Start of Provided records
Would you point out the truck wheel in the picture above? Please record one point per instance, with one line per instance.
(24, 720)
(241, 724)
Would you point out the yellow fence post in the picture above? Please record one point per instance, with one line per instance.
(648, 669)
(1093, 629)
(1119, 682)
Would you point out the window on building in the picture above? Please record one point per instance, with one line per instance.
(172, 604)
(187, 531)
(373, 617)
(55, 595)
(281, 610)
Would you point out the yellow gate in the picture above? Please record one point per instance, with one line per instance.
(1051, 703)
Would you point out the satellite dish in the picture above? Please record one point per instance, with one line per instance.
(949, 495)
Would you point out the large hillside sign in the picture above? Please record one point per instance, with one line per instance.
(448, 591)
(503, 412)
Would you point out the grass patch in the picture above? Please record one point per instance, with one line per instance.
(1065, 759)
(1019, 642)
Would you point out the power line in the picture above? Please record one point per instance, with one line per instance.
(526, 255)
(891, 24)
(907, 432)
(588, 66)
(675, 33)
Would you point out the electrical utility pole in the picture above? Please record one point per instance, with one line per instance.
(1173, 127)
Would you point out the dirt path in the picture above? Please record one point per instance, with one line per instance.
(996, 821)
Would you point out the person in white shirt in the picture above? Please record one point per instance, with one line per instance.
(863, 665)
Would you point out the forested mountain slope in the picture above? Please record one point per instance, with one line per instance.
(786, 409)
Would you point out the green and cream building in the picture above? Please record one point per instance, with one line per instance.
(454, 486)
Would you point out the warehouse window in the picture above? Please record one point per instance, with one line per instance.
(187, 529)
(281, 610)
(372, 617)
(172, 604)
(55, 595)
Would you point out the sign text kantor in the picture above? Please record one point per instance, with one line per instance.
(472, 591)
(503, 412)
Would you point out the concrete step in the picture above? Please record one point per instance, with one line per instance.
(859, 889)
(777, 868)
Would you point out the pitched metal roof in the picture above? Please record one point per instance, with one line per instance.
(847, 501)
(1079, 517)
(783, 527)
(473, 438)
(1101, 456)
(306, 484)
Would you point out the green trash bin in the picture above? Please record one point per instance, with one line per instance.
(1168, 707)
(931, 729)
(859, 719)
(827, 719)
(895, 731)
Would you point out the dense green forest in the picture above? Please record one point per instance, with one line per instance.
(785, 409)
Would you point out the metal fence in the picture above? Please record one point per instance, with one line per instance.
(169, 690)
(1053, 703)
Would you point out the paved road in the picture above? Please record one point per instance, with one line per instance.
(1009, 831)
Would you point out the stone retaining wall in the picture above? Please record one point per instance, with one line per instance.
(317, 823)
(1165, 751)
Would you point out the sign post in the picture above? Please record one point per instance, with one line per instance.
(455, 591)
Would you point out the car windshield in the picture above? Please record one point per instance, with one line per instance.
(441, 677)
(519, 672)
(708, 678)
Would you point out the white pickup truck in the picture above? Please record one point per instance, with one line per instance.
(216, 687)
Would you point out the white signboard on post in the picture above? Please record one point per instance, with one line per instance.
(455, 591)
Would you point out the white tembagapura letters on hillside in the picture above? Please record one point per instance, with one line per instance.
End of Provided records
**What you will do:** Copy the entire listing above word for word, keeping every line in its original order.

**Output for this exercise:**
Would you point out the truck wheel in the picture above? Please record one point per instance, with one line per instance.
(24, 720)
(241, 724)
Would you point out the yellow fence post in the picture above? Please record one point per instance, with one line per instance.
(648, 669)
(1093, 629)
(1119, 682)
Would you point out the window on building in the picture above? Please record one point per instance, with one line per instance.
(172, 604)
(187, 531)
(373, 617)
(55, 595)
(281, 610)
Would you point out the yellow gate in the picture above? Please record one point per instance, with one line per instance.
(1051, 703)
Would you point out the satellite dish in the picture above? Please record one point per instance, with one line per instance.
(949, 495)
Would you point out the large hillside sign in the picture above? Please record one point per instance, with one line per instance.
(448, 591)
(503, 412)
Would you point out the grass patch in the picture above? Please record one point per instance, with one line per instance.
(1065, 759)
(1019, 642)
Would you point out the power line in the picture above? Please record one point per instance, with one line per instance.
(526, 255)
(891, 24)
(907, 432)
(588, 66)
(675, 33)
Would you point out the electrical utility pole in the picture above? Please record one point per instance, with one line per instance.
(1173, 127)
Would you point out the dirt path in the picture above? Please record one point per instance, with one line per instance.
(996, 821)
Would you point out the person in white shirt in the picture above? Please record one point per instance, with one line per instance.
(863, 665)
Would you point out the forested mountain slope in the picture above? Please record one point per instance, with one line per instance.
(786, 409)
Would you point out the green and cream building in the picture above? Please record one point per instance, with one line per instance.
(454, 486)
Would you point out the warehouse window in the picture above? Please record one point per instance, with one line per instance.
(187, 529)
(281, 610)
(372, 617)
(172, 604)
(55, 595)
Would you point out the sign text kantor in the picture above? Please record one point per instance, with one line per instance.
(472, 591)
(503, 412)
Would you point out the concrete step in the picture above? Please record one point per instance, with one line per instance.
(859, 889)
(777, 868)
Would you point out the pitched metal roof in the picture above? Please record one point per instance, with one line per instance.
(847, 501)
(1079, 517)
(783, 527)
(473, 438)
(1101, 456)
(306, 484)
Would you point out the green trash bin in the picture above? Please record one point per instance, with one line per instance.
(1168, 707)
(931, 729)
(859, 719)
(827, 719)
(895, 731)
Would you point out the dense green forest in the picture above? Please record one point per instance, with one line per instance.
(785, 409)
Would you point out the metal fence in the picture above? Please record one point per instance, with one line per instance.
(169, 690)
(1053, 703)
Would you point out the paved road in the picture above? Please record one point per instance, with one line per instance.
(1009, 831)
Would you point out the stone retaining wall in the picture above? Please record one point per instance, with one line per instance.
(317, 823)
(1165, 751)
Would you point out the sign post in the picture above? Please record one point per instance, with one line per instance.
(455, 591)
Would you point out the car windshield in the picture above? Please record one point per instance, with one line per instance.
(441, 677)
(519, 672)
(708, 678)
Would you point out the white pickup truck in the picture above? Please record one point per instance, with one line per instance.
(216, 687)
Would you point out the white signboard on post in the picture above? Please record one point per instance, with one line per instance.
(455, 591)
Would you point out the white tembagapura letters on hillside in the picture above? Please record one point per instance, with one line per instance.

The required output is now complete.